PASSAGE SHOWN section start
CHICAGO -- January 26, 2010 -- Treating adults with septic shock with intensive insulin therapy to counter elevated blood glucose levels associated with corticosteroid therapy did not result in a reduced risk of in-hospital death, compared with patients who received conventional insulin therapy, according to a study published in the January 27 issue of JAMA.

The researchers also found that adding a 2nd corticosteroid to treatment did not significantly reduce the risk of death within the hospital.

Djillali Annane, MD, Hôpital Raymond Poincaré, Garches, France, and colleagues with the Corticosteroids and Intensive Insulin Therapy for Septic Shock (COIITSS) trial examined whether normalisation of blood glucose levels with intensive insulin treatment would improve outcomes for adults with septic shock treated with hydrocortisone. The researchers also analysed the benefit of adding fludrocortisone to hydrocortisone therapy.

The randomised trial, which included 509 adults with septic shock who had received hydrocortisone treatment, was conducted from January 2006 to January 2009 in 11 intensive care units (ICU) in France.
PASSAGE SHOWN section end
DATA PROVIDED section start
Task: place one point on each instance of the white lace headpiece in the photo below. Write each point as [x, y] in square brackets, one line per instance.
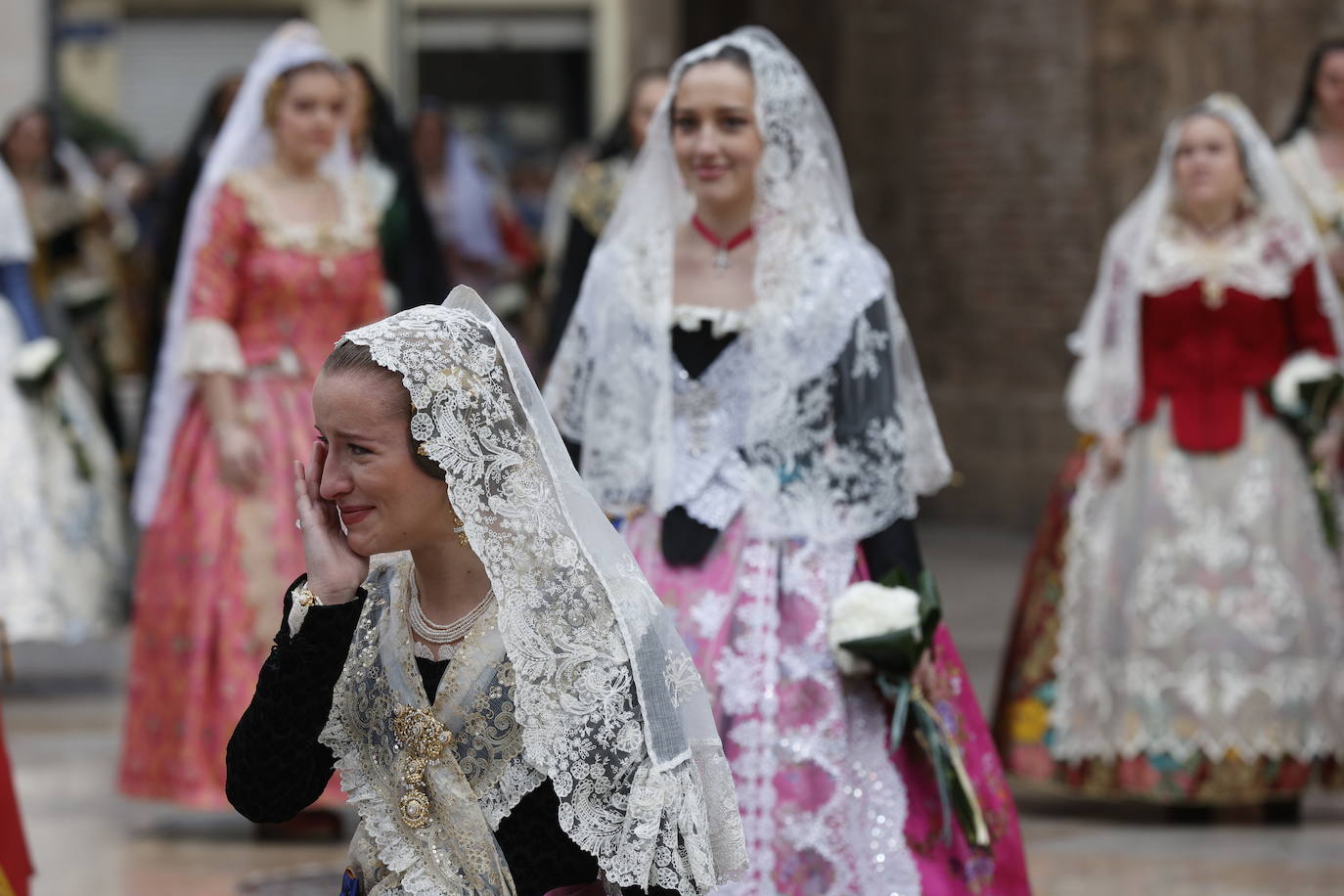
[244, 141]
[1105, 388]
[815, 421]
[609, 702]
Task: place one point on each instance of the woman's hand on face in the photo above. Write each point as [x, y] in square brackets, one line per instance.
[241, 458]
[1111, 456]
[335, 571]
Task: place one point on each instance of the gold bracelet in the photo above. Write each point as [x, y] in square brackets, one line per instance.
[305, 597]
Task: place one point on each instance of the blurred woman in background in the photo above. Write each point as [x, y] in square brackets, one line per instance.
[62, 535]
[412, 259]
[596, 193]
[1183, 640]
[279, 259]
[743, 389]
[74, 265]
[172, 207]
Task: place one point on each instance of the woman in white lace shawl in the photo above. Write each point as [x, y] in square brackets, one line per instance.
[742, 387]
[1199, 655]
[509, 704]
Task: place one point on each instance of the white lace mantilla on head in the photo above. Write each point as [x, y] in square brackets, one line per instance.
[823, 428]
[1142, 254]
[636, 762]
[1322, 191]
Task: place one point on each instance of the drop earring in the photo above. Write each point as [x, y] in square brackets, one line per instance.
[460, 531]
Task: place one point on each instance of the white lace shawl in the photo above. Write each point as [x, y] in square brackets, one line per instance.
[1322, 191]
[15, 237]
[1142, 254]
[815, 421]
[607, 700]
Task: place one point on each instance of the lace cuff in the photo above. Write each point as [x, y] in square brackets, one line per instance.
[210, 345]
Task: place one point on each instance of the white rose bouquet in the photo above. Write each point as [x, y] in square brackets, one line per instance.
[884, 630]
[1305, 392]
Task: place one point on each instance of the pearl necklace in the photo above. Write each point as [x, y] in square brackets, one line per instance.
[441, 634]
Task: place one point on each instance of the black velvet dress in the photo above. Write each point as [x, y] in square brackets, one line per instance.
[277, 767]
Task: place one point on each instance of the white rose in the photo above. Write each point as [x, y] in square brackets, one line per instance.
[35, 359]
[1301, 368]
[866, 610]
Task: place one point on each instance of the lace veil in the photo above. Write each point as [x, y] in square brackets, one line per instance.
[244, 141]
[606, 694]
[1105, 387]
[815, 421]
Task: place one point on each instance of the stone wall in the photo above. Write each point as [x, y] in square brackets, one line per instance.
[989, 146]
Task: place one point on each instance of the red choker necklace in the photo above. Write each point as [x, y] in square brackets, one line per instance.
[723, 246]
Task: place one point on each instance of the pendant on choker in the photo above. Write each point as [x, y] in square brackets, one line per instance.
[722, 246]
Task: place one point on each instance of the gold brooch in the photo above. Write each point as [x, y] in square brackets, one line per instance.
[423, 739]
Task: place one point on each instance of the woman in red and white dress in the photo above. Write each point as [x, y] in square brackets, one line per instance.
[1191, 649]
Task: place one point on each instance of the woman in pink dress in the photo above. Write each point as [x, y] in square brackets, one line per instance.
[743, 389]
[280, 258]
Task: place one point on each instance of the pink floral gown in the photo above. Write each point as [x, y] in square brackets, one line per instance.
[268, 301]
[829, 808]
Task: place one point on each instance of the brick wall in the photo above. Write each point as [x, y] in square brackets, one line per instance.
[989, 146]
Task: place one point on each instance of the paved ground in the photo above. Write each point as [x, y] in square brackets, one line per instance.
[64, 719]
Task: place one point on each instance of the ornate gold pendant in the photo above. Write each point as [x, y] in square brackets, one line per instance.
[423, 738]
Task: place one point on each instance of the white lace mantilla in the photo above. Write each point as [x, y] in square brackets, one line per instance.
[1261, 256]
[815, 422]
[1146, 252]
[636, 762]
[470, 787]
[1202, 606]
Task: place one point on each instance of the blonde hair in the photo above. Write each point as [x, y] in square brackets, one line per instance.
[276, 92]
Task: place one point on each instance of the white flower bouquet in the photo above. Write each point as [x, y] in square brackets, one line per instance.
DATA PROVIDED section end
EXERCISE DETAILS: Reproduce word for word everything in the septic shock article from "CHICAGO -- January" down to "within the hospital.".

ANSWER TO THE EXERCISE:
CHICAGO -- January 26, 2010 -- Treating adults with septic shock with intensive insulin therapy to counter elevated blood glucose levels associated with corticosteroid therapy did not result in a reduced risk of in-hospital death, compared with patients who received conventional insulin therapy, according to a study published in the January 27 issue of JAMA.

The researchers also found that adding a 2nd corticosteroid to treatment did not significantly reduce the risk of death within the hospital.